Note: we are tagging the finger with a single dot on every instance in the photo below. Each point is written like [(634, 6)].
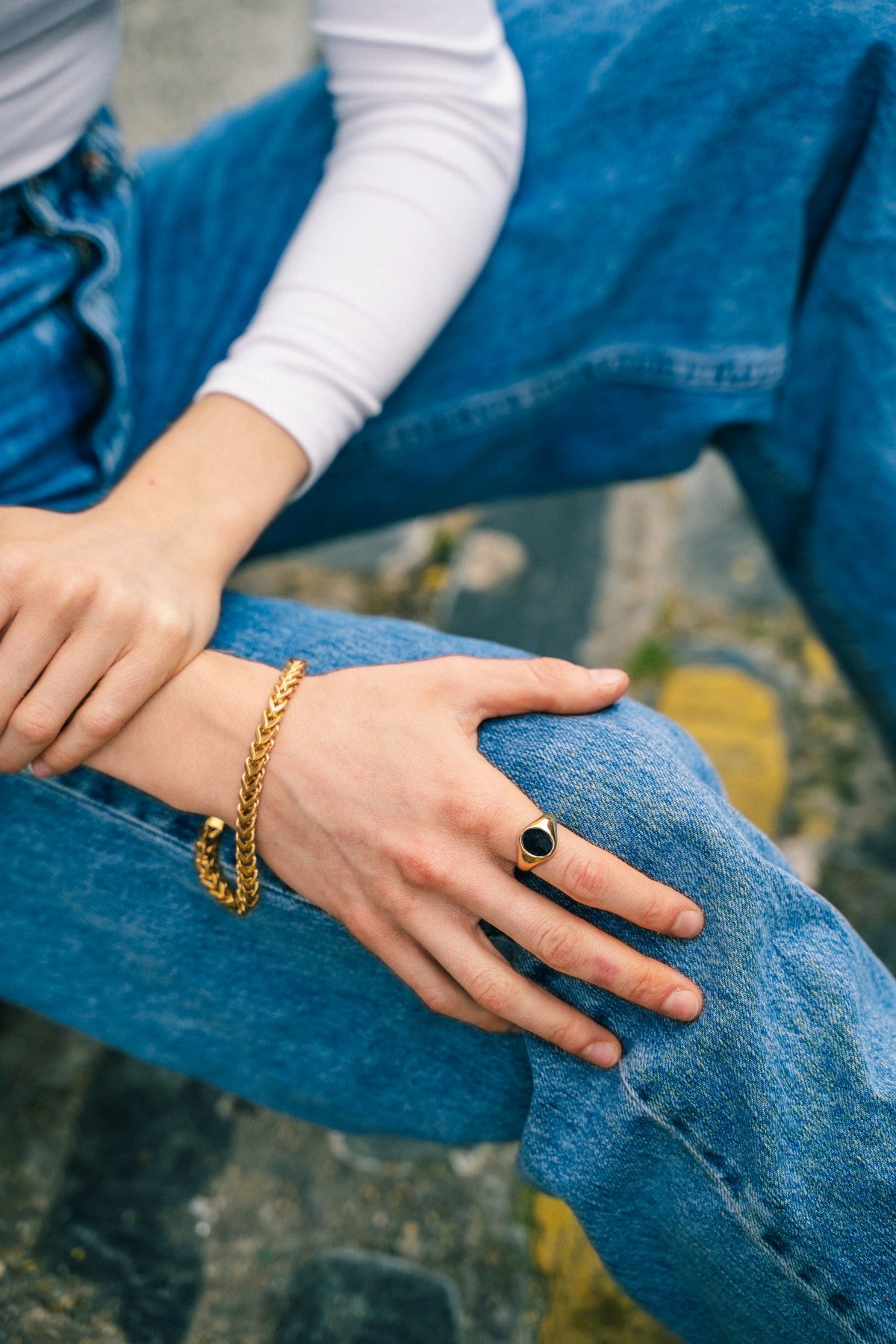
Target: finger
[(425, 976), (43, 712), (588, 874), (469, 957), (566, 942), (26, 648), (538, 685), (125, 687)]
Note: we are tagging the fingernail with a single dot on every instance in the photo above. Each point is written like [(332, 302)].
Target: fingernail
[(682, 1004), (605, 1054), (688, 924)]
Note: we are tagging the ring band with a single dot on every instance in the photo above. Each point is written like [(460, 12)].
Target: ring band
[(538, 841)]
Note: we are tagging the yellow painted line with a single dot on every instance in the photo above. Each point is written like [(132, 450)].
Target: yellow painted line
[(736, 719), (583, 1304)]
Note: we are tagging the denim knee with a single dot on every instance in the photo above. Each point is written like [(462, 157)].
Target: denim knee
[(753, 1144)]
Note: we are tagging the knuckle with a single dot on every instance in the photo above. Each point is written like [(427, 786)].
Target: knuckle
[(558, 944), (642, 984), (423, 868), (586, 875), (168, 626), (34, 724), (491, 991), (60, 759), (102, 721), (16, 559), (659, 913), (570, 1035), (465, 812), (72, 591), (440, 1001), (361, 925)]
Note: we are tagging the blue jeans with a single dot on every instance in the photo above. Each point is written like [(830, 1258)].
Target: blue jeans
[(703, 248)]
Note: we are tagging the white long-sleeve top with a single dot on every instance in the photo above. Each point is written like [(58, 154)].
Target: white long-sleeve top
[(430, 127)]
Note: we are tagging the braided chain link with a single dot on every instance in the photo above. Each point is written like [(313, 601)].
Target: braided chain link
[(207, 848)]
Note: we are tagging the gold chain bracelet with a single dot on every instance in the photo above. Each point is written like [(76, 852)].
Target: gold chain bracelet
[(206, 853)]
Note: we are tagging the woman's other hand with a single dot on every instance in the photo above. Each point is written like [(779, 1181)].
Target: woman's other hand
[(100, 609), (97, 609), (381, 809)]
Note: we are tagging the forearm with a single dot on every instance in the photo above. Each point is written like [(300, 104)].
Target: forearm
[(188, 744), (213, 482)]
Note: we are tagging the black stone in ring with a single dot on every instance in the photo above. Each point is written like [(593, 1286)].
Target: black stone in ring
[(538, 841)]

══════════

Copy all of the rows above word for word, but leave the picture out of your copy.

Note: we are tagging the finger with a single dot on every instance in the photo below. Each point is written like [(634, 6)].
Target: finger
[(425, 976), (43, 712), (588, 874), (469, 957), (566, 942), (26, 648), (538, 685), (125, 687)]
Note: we are tagging the fingernail with a single dot on every instance in the photo above. Each point is written like [(332, 302)].
Target: fingernail
[(682, 1004), (605, 1054), (688, 924)]
Note: we are tagging the ring band with a single dot on every instance in the photo above. Each point is written like [(460, 12)].
Target: ring band
[(538, 841)]
Note: we are tagging the yellow painted line with a single dot on every instance in the photo above. Each point is written like [(132, 450)].
Target: yellow painted line
[(736, 719), (583, 1304)]
Note: we are tagging the denim knee with a single dot on every instance in the photo above. Each point is written like [(462, 157)].
Target: denim knee
[(753, 1144)]
Note: we are tagging the knuckle with a single dot on every instance in the photo above. Each point is written like [(427, 786)].
Target: knuckle
[(558, 944), (642, 984), (423, 868), (586, 875), (168, 626), (34, 724), (491, 991), (60, 759), (102, 721), (16, 559), (659, 913), (570, 1035), (465, 812), (72, 591), (440, 1001), (361, 925)]
Note: we are tagging the blue jeans with a single dot on every instance in the photo above. Each point is written like [(830, 1258)].
Target: blue jeans
[(703, 248)]
Note: we are tagging the white long-sleeve top with a single dot on every instance in the photo above. Each point is written like [(58, 154)].
Target: white long-sleeve top
[(430, 127)]
Note: we are tagging the braided chain link with a single dot on every instance in the photo above. Each point is written like [(313, 601)].
Target: braided chain link
[(207, 848)]
Note: we are tagging the gold chain bracelet with a single dot on every instance in the photo above. Each point is written like [(76, 852)].
Target: gold chain bracelet
[(206, 853)]
Note: we are tagging the woman's other hand with a single dot on every instance in the photo above. Each point is written like [(779, 1181)].
Target: woman's other hand
[(100, 609), (97, 609), (381, 809)]
Note: we are tagging the forearm with a single dot on every instance in the photo above. Each point is written like [(300, 104)].
Target: forearm
[(188, 744), (213, 482)]
Note: we are tagging the black stone in ring with a single dot on every instance in the photo above. Each point is written like [(593, 1286)].
Target: black stone in ring
[(538, 841)]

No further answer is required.